◆ **Requirements**:
a. In the rideshare forum thread, why does the poster jsixis use Uber's phone instead of a personal one? Answer in one to three sentences.
b. Please put the records into a Markdown table with the columns Row and Line. Begin at the line that has "Reviewer note. Check that every instance of the dog's", stop after the line that has "<point>336,220</point>", and leave out blank lines.

◆ **Document text**:
--*--
I think my experience is similar to JJcriggins. I use Uber, Lyft, and Google Maps. I also have Waze running, although usually not in "direction" mode. I believe I use 1GB or less a month in about the same number of hours.


----------



## Markisonit

I have unlimited data as well through Sprint but I use the iPhone from Uber. I want to keep Uber platform and my personal phone stuff separate.


----------



## BlkGeep

I use my own device, full time, forty hours max, 70 trips, the Uber app uses about 250 mb a month. I have a ten gig plan, but that's mostly used on porn, the app uses very little.


----------



## jsixis

I use uber's phone, that thing gets way too hot for me to waste my phone on it, plus I need my phone to make sure the other drivers are not blocking me in, read the airport arrivals and play games or read the news while waiting for a request


----------



## kel

UberHammer said:


> I do. I use about 30 GB of data per month.
> 
> I have a grandfathered unlimited data plan and watch Netflix while waiting for a ping.


When I use Uber on my iphone, occasionally the Uber app would automatically turn it off. So when I check my uber app after browsing for 5 minutes, I realize I'm off line.. It doesn't always happen, but sometimes it does. Especially if I use more than 1 app. For example: safari, youtube and uber (while waiting at airport...since it can be an hour wait).... and when I recheck my app, it would say offline... which I normally wouldn't care but the airport in SFO has a 'digital wait line' so if I accidentally go offline... I'm back at 0.
--*--
◆ **Information provided**:
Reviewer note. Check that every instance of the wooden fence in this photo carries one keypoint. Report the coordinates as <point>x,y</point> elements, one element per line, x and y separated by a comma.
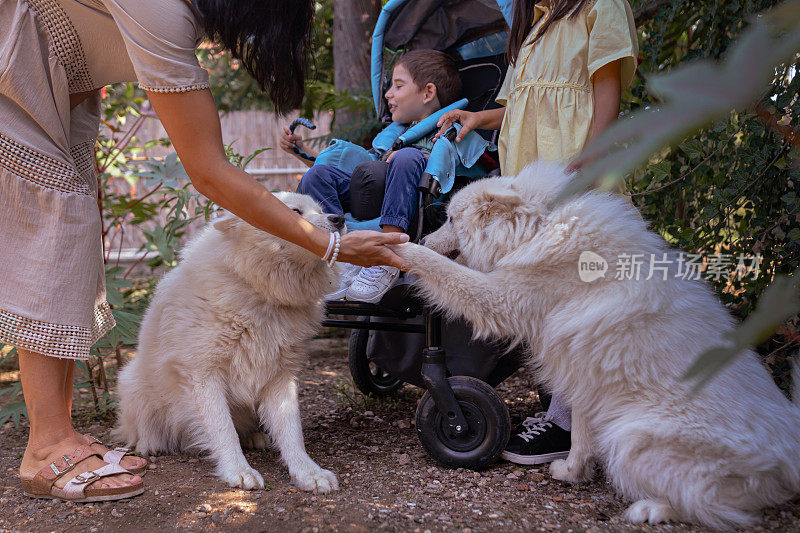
<point>248,131</point>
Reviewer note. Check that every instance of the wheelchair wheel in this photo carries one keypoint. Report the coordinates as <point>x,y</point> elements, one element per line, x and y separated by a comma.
<point>489,426</point>
<point>369,377</point>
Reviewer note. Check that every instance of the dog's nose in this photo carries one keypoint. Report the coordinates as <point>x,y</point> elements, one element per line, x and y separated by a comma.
<point>336,220</point>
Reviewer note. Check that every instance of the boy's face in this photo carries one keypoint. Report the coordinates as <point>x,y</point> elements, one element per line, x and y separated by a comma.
<point>407,101</point>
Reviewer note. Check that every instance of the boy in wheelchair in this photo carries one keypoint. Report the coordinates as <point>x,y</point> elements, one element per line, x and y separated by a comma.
<point>423,81</point>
--*--
◆ **Results for the exercise**:
a. Uber's phone gets too hot for jsixis to want to use a personal phone for driving. jsixis also needs their own phone to check that other drivers aren't blocking them in, read the airport arrivals, and play games or read the news while waiting for a request.

b.
| Row | Line |
|---|---|
| 1 | Reviewer note. Check that every instance of the dog's nose in this photo carries one keypoint. Report the coordinates as <point>x,y</point> elements, one element per line, x and y separated by a comma. |
| 2 | <point>336,220</point> |